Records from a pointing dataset
• • •

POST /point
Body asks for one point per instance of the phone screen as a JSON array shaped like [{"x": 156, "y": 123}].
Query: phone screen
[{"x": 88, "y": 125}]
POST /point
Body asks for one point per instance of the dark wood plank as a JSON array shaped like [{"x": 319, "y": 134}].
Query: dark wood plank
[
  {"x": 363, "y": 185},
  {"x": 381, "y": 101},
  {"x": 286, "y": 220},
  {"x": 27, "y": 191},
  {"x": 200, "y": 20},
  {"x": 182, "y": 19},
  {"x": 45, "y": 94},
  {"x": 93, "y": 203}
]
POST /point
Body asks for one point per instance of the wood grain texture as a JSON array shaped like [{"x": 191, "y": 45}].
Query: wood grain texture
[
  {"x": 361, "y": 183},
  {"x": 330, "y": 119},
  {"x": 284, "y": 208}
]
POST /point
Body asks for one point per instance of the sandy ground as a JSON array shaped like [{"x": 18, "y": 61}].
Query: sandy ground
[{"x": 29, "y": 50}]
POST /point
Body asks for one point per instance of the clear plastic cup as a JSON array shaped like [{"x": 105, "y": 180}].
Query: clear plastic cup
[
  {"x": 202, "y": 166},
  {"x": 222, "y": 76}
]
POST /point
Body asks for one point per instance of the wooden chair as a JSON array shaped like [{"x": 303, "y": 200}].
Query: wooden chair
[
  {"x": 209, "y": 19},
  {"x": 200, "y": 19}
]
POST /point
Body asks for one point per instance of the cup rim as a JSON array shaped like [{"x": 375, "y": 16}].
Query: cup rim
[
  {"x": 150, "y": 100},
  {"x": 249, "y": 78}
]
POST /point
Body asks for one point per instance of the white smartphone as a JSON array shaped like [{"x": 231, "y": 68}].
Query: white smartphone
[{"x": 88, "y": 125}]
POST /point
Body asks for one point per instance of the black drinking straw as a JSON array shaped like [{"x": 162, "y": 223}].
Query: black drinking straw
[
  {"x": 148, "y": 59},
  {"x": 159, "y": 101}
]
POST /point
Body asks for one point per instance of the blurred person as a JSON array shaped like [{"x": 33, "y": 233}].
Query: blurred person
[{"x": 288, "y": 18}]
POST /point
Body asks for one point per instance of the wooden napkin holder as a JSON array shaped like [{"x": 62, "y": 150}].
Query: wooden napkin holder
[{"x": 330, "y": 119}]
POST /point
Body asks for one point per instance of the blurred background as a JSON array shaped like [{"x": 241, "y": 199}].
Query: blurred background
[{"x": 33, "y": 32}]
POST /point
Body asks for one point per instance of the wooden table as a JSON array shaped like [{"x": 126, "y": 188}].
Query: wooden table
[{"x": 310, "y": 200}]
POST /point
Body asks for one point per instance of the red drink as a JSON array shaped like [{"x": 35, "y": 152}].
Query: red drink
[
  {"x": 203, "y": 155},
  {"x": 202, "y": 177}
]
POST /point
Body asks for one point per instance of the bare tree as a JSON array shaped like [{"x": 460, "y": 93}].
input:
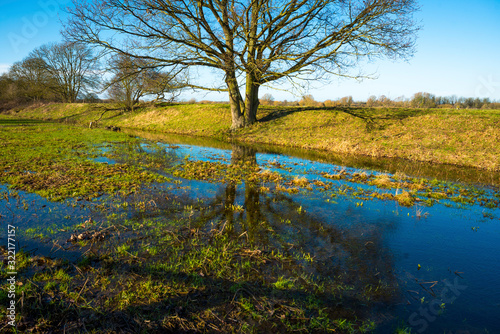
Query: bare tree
[
  {"x": 253, "y": 42},
  {"x": 72, "y": 67},
  {"x": 135, "y": 78},
  {"x": 31, "y": 79}
]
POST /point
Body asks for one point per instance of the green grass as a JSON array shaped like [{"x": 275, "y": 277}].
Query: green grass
[
  {"x": 57, "y": 162},
  {"x": 457, "y": 137}
]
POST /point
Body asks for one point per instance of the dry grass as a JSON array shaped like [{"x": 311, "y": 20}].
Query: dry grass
[{"x": 456, "y": 137}]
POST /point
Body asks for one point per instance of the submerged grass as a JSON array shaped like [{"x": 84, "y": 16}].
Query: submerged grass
[
  {"x": 457, "y": 137},
  {"x": 58, "y": 162},
  {"x": 165, "y": 263}
]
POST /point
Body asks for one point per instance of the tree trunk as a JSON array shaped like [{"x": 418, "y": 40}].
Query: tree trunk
[
  {"x": 251, "y": 100},
  {"x": 237, "y": 115}
]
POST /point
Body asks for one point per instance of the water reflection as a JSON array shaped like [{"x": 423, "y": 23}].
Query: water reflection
[{"x": 356, "y": 258}]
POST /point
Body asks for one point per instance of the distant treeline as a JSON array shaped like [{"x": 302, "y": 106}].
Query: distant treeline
[
  {"x": 69, "y": 72},
  {"x": 418, "y": 100}
]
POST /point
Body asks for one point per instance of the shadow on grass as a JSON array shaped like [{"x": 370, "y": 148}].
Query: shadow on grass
[
  {"x": 374, "y": 118},
  {"x": 17, "y": 122}
]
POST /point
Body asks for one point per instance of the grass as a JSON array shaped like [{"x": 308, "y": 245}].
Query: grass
[
  {"x": 57, "y": 162},
  {"x": 448, "y": 136},
  {"x": 171, "y": 264}
]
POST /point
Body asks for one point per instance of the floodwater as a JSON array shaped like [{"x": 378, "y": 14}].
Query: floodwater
[{"x": 440, "y": 262}]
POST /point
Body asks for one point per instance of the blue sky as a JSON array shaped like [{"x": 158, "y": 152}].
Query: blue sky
[{"x": 458, "y": 51}]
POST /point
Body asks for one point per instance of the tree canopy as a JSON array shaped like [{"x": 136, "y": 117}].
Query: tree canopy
[{"x": 252, "y": 42}]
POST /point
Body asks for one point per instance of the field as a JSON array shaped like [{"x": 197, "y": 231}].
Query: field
[{"x": 457, "y": 137}]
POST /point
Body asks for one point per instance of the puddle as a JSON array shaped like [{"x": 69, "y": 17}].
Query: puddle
[{"x": 437, "y": 264}]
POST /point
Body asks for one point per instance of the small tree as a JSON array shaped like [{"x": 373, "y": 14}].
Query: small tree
[
  {"x": 71, "y": 66},
  {"x": 307, "y": 101},
  {"x": 31, "y": 80},
  {"x": 135, "y": 78},
  {"x": 267, "y": 100}
]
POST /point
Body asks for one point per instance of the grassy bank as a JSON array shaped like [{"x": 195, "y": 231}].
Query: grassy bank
[{"x": 457, "y": 137}]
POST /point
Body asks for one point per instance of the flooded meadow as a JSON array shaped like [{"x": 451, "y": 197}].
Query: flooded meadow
[{"x": 151, "y": 233}]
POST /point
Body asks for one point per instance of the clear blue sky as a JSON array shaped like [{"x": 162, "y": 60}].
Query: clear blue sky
[{"x": 458, "y": 51}]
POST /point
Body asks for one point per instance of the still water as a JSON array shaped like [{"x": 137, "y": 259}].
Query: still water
[{"x": 439, "y": 263}]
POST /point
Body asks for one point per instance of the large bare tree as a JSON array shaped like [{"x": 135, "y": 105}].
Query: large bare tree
[{"x": 253, "y": 42}]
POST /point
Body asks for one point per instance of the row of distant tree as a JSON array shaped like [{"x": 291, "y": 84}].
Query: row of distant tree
[
  {"x": 71, "y": 72},
  {"x": 418, "y": 100}
]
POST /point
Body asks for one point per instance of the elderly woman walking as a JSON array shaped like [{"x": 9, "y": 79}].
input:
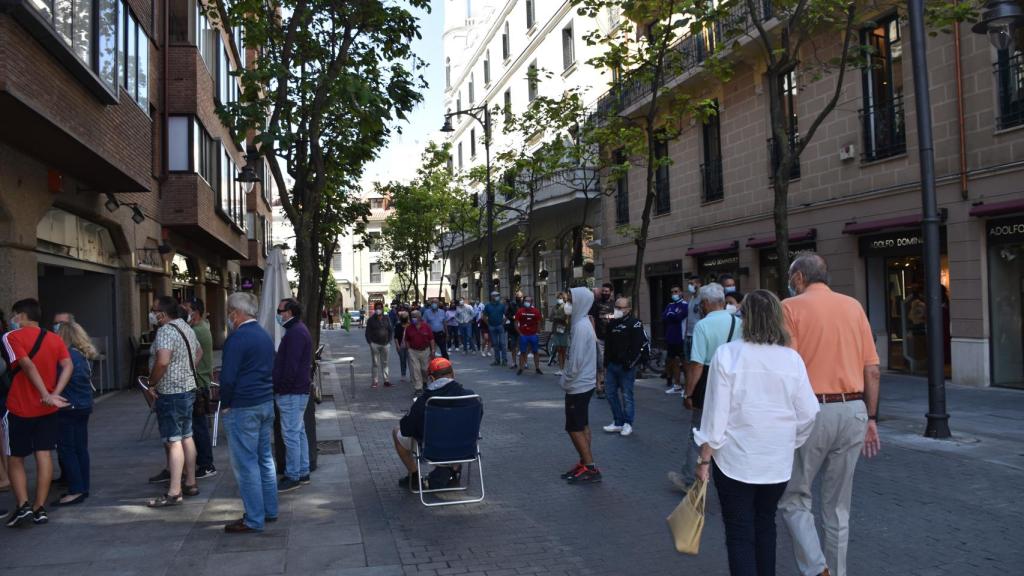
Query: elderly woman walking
[
  {"x": 73, "y": 445},
  {"x": 758, "y": 410}
]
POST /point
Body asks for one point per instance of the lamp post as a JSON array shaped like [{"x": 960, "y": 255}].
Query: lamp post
[
  {"x": 938, "y": 419},
  {"x": 482, "y": 115}
]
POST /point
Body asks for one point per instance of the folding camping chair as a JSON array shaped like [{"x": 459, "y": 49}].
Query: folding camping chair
[{"x": 451, "y": 436}]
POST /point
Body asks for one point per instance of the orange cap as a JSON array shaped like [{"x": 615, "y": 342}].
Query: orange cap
[{"x": 438, "y": 365}]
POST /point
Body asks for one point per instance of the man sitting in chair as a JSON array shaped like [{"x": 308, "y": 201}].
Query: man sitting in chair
[{"x": 440, "y": 382}]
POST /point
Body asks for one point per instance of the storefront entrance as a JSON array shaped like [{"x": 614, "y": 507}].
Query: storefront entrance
[
  {"x": 660, "y": 278},
  {"x": 1006, "y": 297},
  {"x": 896, "y": 299}
]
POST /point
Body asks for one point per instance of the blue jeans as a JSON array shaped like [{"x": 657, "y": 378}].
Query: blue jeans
[
  {"x": 73, "y": 447},
  {"x": 500, "y": 343},
  {"x": 466, "y": 335},
  {"x": 293, "y": 430},
  {"x": 250, "y": 430},
  {"x": 617, "y": 377}
]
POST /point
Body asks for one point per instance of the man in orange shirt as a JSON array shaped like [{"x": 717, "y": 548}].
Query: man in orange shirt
[{"x": 833, "y": 335}]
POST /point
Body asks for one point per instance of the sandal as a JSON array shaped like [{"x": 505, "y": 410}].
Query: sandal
[{"x": 165, "y": 500}]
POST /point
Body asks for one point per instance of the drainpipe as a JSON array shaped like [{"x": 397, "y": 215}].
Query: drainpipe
[{"x": 958, "y": 72}]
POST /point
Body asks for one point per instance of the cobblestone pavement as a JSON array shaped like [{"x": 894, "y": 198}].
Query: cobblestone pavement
[{"x": 922, "y": 507}]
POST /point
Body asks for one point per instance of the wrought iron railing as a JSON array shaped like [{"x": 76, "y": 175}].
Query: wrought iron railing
[
  {"x": 775, "y": 154},
  {"x": 885, "y": 129},
  {"x": 711, "y": 174}
]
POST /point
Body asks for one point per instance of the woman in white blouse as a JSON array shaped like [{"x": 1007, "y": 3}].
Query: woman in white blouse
[{"x": 758, "y": 410}]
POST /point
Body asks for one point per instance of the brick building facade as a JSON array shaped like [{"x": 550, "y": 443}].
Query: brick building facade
[
  {"x": 117, "y": 178},
  {"x": 856, "y": 199}
]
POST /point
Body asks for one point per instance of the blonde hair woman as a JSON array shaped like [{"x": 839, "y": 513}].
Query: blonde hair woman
[{"x": 73, "y": 446}]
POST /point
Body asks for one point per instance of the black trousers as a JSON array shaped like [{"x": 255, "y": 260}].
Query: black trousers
[{"x": 749, "y": 513}]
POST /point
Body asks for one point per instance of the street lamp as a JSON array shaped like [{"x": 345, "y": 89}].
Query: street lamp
[
  {"x": 482, "y": 115},
  {"x": 938, "y": 419},
  {"x": 1000, "y": 22}
]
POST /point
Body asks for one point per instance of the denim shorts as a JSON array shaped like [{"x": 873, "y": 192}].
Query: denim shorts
[{"x": 174, "y": 415}]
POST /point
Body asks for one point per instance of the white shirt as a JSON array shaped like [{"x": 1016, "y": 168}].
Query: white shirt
[{"x": 758, "y": 410}]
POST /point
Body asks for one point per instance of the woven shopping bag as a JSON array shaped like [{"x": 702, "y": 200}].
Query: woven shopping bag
[{"x": 686, "y": 522}]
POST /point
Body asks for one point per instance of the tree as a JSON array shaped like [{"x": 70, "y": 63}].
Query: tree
[
  {"x": 648, "y": 62},
  {"x": 326, "y": 81}
]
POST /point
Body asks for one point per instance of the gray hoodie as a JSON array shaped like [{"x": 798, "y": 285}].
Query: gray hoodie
[{"x": 580, "y": 374}]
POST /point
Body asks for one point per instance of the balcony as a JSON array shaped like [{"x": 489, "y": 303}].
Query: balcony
[
  {"x": 688, "y": 54},
  {"x": 1010, "y": 83},
  {"x": 711, "y": 175},
  {"x": 776, "y": 157},
  {"x": 885, "y": 129}
]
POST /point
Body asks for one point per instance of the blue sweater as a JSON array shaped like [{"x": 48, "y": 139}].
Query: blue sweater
[{"x": 246, "y": 368}]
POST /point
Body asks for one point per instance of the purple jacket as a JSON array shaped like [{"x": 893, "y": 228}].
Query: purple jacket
[{"x": 293, "y": 364}]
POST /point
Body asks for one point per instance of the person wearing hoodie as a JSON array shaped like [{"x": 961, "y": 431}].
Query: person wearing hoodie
[
  {"x": 410, "y": 429},
  {"x": 579, "y": 380}
]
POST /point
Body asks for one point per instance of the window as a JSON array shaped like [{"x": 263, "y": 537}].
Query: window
[
  {"x": 134, "y": 46},
  {"x": 622, "y": 191},
  {"x": 1010, "y": 84},
  {"x": 883, "y": 117},
  {"x": 663, "y": 202},
  {"x": 506, "y": 47},
  {"x": 787, "y": 93},
  {"x": 531, "y": 81},
  {"x": 711, "y": 170},
  {"x": 568, "y": 49},
  {"x": 89, "y": 29},
  {"x": 508, "y": 106}
]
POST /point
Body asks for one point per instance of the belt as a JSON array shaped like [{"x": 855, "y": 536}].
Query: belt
[{"x": 841, "y": 397}]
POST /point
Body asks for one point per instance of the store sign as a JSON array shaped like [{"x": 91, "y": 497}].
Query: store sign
[{"x": 1004, "y": 232}]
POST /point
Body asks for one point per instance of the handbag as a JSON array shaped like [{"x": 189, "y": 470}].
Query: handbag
[{"x": 686, "y": 522}]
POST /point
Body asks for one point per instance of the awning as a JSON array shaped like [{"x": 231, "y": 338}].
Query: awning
[
  {"x": 996, "y": 208},
  {"x": 713, "y": 248},
  {"x": 885, "y": 223},
  {"x": 769, "y": 240}
]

• • •

— Aim —
How many lines of the records contain the string "balcony"? Reply with the count alone.

— Completed task —
2